No, I'm not concerned.

     BOOST_MPL_ASSERT_NOT((boost::is_const<int const &>));
     BOOST_MPL_ASSERT_NOT((boost::is_const<int const & const>));

Remember that cv qualifiers are ignored when applied to reference types.


> I've also got code:
>
>                          typedef
>                        i<addop>::type
>                      addop_var_type;
>                    #if 0
>                          typedef
>                        lookahead::expr
>                        < inp
>                        , proto::expr
>                          < proto::tag::shift_right
>                          , proto::args2
>                            < addop_var_type
>                            , addop_var_type
>                            >
>                          , 2l
>                          >
>                        >
>                      rs_i_i_type;
>                      rs_i_i_type a_expr;
>                    #else
>                      BOOST_AUTO(a_expr,(i_addop >> i_addop));
>                    #endif
>                      a_expr=static_cast<addop_var_type*>(0);
>
> which compiles without complaint about the a_expr assignment.

# Supplied information
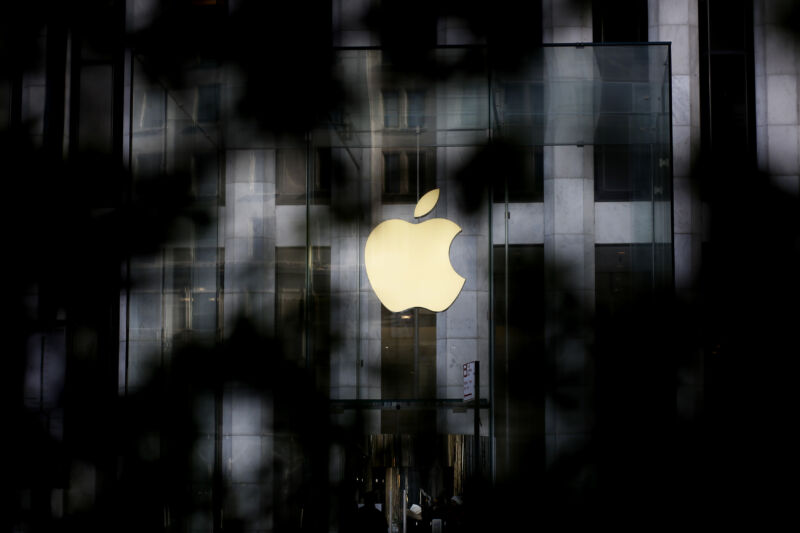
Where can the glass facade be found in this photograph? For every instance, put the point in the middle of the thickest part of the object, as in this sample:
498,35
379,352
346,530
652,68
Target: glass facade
560,179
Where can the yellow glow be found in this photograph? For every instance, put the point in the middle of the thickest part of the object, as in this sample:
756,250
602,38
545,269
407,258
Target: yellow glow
408,265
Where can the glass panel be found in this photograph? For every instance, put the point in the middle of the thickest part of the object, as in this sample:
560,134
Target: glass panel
284,253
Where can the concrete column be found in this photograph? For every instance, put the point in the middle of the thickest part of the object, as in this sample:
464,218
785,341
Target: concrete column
569,259
249,237
675,21
777,66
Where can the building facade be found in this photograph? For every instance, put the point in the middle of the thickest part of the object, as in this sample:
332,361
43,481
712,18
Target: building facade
254,379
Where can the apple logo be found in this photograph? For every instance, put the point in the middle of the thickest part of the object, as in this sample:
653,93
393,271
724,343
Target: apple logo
408,265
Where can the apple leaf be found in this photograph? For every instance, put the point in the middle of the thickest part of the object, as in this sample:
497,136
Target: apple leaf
426,203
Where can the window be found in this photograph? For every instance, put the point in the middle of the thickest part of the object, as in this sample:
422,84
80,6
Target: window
192,279
623,274
623,173
391,109
150,113
416,109
291,176
205,175
408,368
619,21
524,177
404,109
401,168
208,103
304,331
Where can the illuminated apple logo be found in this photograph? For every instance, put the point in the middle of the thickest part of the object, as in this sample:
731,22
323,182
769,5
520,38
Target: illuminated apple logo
408,264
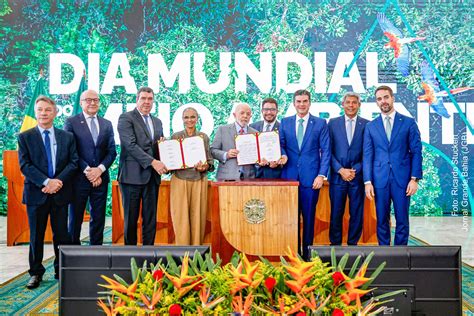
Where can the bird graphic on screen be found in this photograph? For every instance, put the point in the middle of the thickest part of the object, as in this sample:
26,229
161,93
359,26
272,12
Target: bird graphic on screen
433,95
397,43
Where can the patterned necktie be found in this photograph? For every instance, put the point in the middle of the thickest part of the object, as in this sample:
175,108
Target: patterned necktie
49,156
147,125
94,131
300,134
349,131
388,127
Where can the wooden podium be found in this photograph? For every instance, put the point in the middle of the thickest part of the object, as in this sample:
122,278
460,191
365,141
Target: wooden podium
234,203
18,230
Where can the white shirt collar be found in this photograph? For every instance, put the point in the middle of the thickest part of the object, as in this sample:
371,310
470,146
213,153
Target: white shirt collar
347,118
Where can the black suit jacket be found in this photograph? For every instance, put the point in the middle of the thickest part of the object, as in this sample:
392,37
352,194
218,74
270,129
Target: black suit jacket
344,155
137,148
91,155
34,165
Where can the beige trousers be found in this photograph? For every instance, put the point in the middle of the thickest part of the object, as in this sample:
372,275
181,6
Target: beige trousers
188,204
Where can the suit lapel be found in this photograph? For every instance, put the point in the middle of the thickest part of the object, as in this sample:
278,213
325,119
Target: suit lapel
309,129
342,126
357,130
381,129
397,124
39,140
85,127
59,147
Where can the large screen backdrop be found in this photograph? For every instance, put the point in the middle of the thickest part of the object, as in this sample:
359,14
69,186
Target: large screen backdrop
212,55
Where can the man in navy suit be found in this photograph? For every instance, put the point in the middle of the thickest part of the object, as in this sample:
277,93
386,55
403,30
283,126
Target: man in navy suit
270,169
347,137
140,169
306,154
392,166
48,160
95,143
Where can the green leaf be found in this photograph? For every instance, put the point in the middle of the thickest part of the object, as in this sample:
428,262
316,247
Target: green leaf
354,267
134,269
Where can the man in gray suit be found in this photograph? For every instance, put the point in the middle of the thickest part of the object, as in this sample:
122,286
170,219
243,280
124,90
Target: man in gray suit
268,169
140,169
223,146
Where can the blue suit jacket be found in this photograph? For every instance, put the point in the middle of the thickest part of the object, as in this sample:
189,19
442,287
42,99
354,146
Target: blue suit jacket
91,155
34,165
402,154
266,172
314,157
343,155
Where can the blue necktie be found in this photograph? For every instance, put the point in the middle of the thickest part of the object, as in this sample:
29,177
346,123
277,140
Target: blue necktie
94,131
349,132
47,146
300,134
148,126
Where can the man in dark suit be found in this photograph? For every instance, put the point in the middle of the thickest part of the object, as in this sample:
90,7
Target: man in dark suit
95,143
306,154
269,169
392,166
347,137
48,160
223,146
140,169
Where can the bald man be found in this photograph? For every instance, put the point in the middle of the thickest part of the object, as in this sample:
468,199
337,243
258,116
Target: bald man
95,143
223,146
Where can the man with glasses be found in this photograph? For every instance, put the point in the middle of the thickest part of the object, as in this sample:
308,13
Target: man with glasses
269,169
140,169
96,149
48,160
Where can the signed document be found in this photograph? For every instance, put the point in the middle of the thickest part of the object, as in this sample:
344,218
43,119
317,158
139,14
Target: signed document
193,151
182,153
255,147
269,146
247,146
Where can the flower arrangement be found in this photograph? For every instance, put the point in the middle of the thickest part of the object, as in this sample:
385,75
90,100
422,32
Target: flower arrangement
201,286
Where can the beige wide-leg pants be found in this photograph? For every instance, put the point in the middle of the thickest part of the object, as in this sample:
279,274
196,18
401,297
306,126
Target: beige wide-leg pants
188,204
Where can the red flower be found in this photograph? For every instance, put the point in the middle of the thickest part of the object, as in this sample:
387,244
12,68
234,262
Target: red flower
157,275
175,310
197,287
337,277
337,312
270,284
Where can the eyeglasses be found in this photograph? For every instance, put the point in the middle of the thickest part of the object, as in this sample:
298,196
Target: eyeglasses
90,100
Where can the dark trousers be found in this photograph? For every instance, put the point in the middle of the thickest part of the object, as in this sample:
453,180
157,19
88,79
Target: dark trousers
307,200
132,195
38,220
97,198
392,193
338,194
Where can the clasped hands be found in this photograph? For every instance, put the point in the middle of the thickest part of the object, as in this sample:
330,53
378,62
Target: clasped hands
94,176
53,186
347,174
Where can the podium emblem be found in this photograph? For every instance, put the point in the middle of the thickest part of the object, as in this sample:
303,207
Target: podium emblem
254,211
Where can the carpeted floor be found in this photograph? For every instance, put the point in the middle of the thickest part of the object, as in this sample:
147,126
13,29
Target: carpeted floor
17,300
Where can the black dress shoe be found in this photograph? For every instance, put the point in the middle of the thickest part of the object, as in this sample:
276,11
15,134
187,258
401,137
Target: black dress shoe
34,282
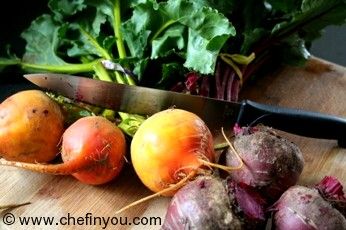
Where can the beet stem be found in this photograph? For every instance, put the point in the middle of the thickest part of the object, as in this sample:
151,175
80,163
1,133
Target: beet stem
178,185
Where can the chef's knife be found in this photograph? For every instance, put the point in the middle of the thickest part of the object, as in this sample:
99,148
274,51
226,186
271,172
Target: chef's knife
216,113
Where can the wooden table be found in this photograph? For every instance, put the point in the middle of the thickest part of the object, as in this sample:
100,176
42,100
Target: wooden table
319,86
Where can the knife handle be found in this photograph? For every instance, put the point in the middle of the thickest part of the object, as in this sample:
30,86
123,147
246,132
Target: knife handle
295,121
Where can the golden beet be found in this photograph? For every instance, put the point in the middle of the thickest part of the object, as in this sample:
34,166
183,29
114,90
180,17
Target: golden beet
31,125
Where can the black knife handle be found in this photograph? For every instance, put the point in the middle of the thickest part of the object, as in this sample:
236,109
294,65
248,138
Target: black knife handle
295,121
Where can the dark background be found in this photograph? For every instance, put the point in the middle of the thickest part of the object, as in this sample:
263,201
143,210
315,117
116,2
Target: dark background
17,16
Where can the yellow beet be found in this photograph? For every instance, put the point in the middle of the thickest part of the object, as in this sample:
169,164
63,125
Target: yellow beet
31,125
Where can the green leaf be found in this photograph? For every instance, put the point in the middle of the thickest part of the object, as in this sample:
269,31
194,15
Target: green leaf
198,57
210,27
252,37
42,39
287,6
293,51
65,8
171,40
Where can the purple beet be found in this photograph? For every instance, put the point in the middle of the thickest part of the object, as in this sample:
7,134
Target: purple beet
271,163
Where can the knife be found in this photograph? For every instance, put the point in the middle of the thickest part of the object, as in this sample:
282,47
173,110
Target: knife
216,113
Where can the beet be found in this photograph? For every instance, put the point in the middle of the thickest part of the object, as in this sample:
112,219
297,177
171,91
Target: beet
303,208
213,203
201,204
271,163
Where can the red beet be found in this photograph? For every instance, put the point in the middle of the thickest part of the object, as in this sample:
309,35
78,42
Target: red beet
201,204
303,208
212,203
271,163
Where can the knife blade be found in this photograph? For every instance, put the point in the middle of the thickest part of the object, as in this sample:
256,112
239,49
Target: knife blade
216,113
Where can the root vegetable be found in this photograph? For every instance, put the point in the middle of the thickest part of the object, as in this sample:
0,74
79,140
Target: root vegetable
93,151
303,208
168,147
271,163
210,202
201,204
31,125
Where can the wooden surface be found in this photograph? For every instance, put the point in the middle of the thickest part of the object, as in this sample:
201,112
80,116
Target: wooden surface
319,86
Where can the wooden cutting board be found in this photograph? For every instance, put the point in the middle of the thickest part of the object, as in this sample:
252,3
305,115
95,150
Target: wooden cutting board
319,86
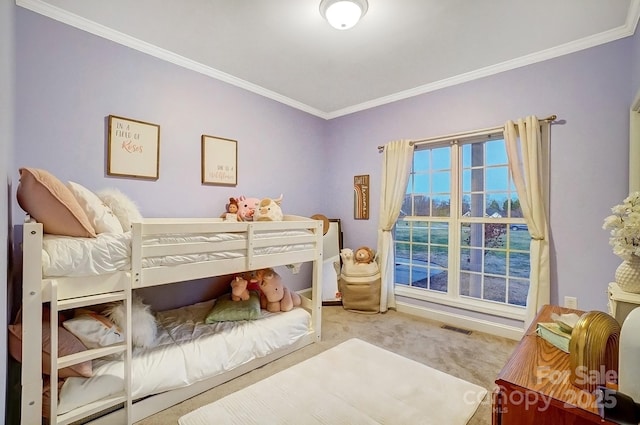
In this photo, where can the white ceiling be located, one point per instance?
(285, 50)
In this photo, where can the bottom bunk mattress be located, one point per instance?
(187, 350)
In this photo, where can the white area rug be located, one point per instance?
(352, 383)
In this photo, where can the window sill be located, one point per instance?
(464, 303)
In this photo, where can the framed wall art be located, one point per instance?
(361, 197)
(133, 148)
(219, 161)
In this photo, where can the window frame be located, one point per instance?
(452, 296)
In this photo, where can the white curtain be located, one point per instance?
(528, 162)
(396, 166)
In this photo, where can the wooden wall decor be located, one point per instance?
(361, 197)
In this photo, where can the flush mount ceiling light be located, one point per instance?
(343, 14)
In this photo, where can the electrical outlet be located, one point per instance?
(571, 302)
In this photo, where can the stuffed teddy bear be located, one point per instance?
(239, 291)
(274, 296)
(269, 210)
(232, 211)
(363, 255)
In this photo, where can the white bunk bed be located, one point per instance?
(255, 245)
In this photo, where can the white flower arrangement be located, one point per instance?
(624, 224)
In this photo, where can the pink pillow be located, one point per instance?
(67, 344)
(50, 202)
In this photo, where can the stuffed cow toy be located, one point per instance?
(274, 296)
(239, 290)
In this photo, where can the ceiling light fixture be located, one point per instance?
(343, 14)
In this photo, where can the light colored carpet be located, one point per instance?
(476, 358)
(352, 383)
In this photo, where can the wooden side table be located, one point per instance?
(534, 387)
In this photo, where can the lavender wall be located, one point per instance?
(590, 91)
(6, 162)
(69, 81)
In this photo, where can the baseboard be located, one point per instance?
(461, 321)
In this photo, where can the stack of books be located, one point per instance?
(553, 333)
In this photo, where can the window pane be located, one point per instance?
(441, 206)
(495, 235)
(495, 289)
(421, 160)
(421, 183)
(441, 182)
(496, 152)
(491, 238)
(421, 206)
(466, 181)
(495, 262)
(519, 265)
(518, 290)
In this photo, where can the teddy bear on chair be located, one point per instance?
(274, 296)
(363, 255)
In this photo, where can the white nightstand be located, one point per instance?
(620, 302)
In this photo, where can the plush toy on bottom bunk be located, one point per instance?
(239, 291)
(274, 296)
(231, 214)
(269, 210)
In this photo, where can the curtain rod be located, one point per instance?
(549, 119)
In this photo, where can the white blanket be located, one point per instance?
(111, 252)
(187, 351)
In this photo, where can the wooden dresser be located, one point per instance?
(534, 387)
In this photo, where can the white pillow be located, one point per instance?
(123, 207)
(94, 330)
(143, 322)
(99, 214)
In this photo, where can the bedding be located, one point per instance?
(187, 350)
(111, 252)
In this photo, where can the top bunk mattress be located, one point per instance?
(65, 256)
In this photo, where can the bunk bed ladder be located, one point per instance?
(57, 363)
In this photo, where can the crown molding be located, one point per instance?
(92, 27)
(100, 30)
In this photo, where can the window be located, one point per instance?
(461, 238)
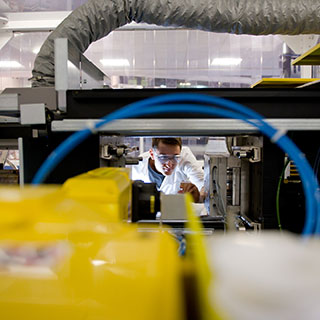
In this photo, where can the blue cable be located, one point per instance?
(147, 106)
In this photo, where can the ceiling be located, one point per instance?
(175, 56)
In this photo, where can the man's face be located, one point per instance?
(166, 157)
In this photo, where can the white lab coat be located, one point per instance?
(187, 170)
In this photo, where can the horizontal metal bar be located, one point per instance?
(183, 126)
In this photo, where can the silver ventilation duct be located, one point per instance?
(97, 18)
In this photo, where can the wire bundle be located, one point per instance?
(207, 105)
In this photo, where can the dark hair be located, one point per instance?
(171, 141)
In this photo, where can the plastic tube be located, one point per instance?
(147, 107)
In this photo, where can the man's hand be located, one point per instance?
(191, 188)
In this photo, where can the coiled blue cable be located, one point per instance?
(160, 104)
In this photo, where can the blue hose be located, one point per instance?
(150, 106)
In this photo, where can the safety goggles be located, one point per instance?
(164, 158)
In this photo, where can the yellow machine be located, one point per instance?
(66, 254)
(62, 259)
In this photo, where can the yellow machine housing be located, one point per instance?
(63, 255)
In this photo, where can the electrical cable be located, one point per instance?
(278, 194)
(150, 106)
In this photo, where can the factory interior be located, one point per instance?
(159, 159)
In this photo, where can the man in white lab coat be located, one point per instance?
(172, 167)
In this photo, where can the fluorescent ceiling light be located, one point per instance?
(10, 64)
(226, 61)
(115, 62)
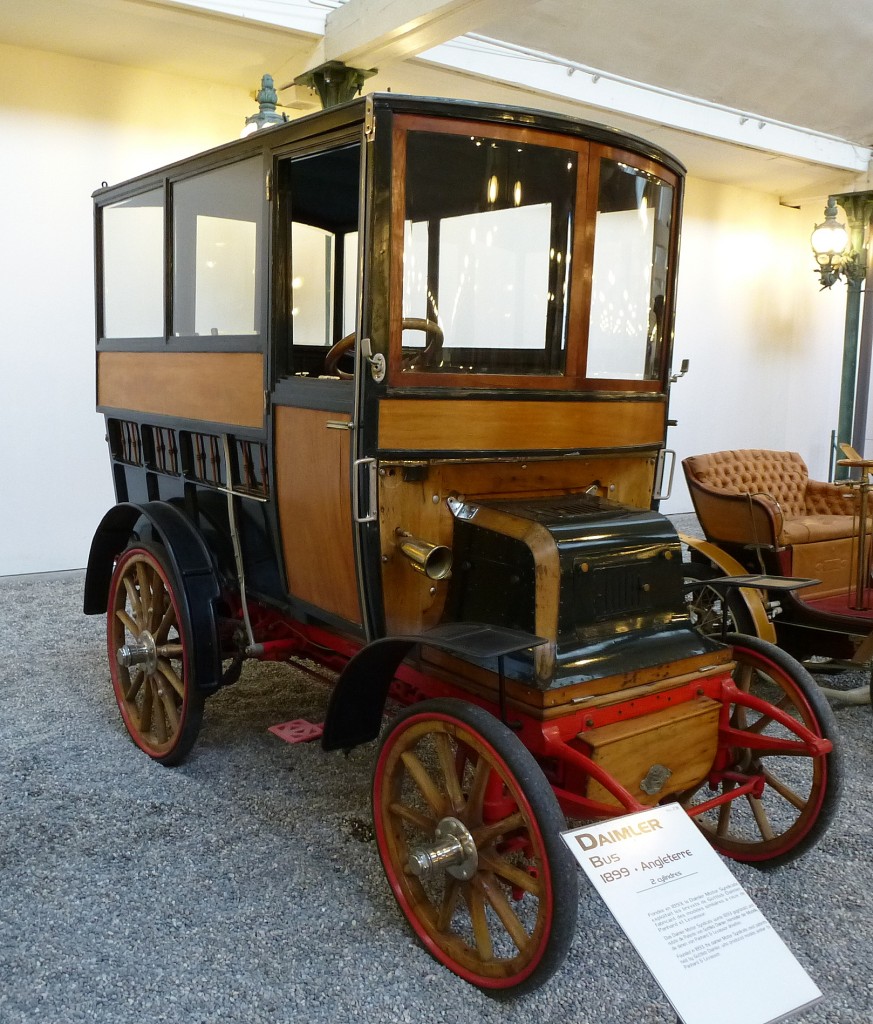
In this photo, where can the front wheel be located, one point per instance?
(468, 829)
(785, 791)
(148, 645)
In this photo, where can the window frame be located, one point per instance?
(599, 153)
(588, 157)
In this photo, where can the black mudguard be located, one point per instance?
(357, 702)
(192, 566)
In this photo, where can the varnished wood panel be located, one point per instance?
(682, 738)
(221, 387)
(443, 425)
(314, 509)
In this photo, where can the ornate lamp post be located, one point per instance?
(840, 251)
(267, 115)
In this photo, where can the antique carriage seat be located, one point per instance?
(756, 498)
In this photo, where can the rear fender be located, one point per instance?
(728, 565)
(191, 564)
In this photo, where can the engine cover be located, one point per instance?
(602, 581)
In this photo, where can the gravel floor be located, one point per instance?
(245, 885)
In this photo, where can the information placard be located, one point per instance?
(714, 954)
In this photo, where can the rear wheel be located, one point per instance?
(148, 646)
(792, 788)
(468, 829)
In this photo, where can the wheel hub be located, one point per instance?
(453, 851)
(141, 651)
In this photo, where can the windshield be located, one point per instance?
(527, 254)
(487, 237)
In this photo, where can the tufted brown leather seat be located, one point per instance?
(758, 498)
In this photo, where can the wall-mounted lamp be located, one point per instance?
(831, 246)
(840, 251)
(267, 115)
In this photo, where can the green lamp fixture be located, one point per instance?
(267, 115)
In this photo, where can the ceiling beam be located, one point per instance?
(365, 33)
(549, 75)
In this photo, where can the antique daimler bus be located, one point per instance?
(386, 389)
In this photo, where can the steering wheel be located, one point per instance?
(430, 354)
(343, 346)
(411, 356)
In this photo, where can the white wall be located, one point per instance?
(68, 125)
(765, 342)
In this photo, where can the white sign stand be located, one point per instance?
(711, 950)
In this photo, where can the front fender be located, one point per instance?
(191, 564)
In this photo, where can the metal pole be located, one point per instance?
(849, 368)
(865, 358)
(858, 207)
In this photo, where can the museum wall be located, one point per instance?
(762, 341)
(765, 342)
(67, 126)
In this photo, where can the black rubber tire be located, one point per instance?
(815, 780)
(470, 737)
(167, 692)
(704, 604)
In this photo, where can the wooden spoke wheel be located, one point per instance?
(148, 646)
(794, 790)
(468, 829)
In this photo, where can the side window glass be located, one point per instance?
(317, 286)
(133, 266)
(312, 265)
(629, 275)
(217, 225)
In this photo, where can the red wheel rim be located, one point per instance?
(478, 901)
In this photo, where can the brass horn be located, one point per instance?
(434, 560)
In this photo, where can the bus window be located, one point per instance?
(486, 242)
(133, 266)
(629, 273)
(318, 232)
(217, 229)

# Problem A
Answer these about the C++ discussion:
(i) What does it say is ignored when applied to reference types?
(ii) Which macro declares a_expr in the #else branch of the quoted code?
(iii) What value is assigned to a_expr?
# Problem B
Can you write the next part of the C++ discussion, starting after its final sentence?
The records have no connection to the C++ discussion.

# Written response A
(i) cv qualifiers
(ii) BOOST_AUTO
(iii) static_cast<addop_var_type*>(0)

# Written response B
> I also tried something like static_cast<int*>(0) and it
> didn't complain either.  That's not the expected behaviour,
> is it? (BTW, the only reason I was doing this was to
> have the compiler show me what type a_expr was.  I
> wanted to see if it was const).


Yes, it's expected behavior. a_expr is an expression template.
a_expr=<anything> is also an expression template. You're creating an
expression tree, not doing an assignment.

However, the code is wrong in a very subtle way. In proto expressions,
everything is held by reference, even temporary intermediate nodes in
the tree. So when you say BOOST_AUTO(foo, some>>proto>>expr), you're
guaranteed to have dangling references. Use BOOST_PROTO_AUTO instead,
which deep-copies the tree.

Also, could I suggest that when you post code you use a more
conventional formatting style? I have a very hard time reading your code.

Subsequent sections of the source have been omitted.